Your goal →
Print every line of the data below verbatim, omitting the pictures.

Data supplied →
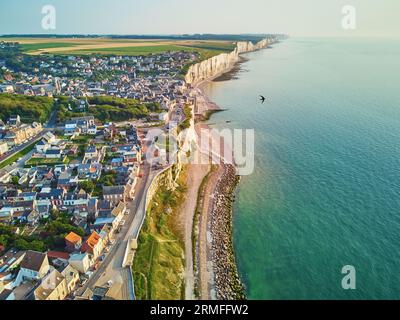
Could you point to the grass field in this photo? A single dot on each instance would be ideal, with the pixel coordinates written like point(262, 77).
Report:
point(107, 46)
point(32, 47)
point(16, 156)
point(159, 261)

Response for this exercise →
Could you point to the grass field in this photo? A single dot on each instance would be ideal, with the pixel coordinates written like point(262, 77).
Report:
point(107, 46)
point(32, 47)
point(16, 156)
point(159, 261)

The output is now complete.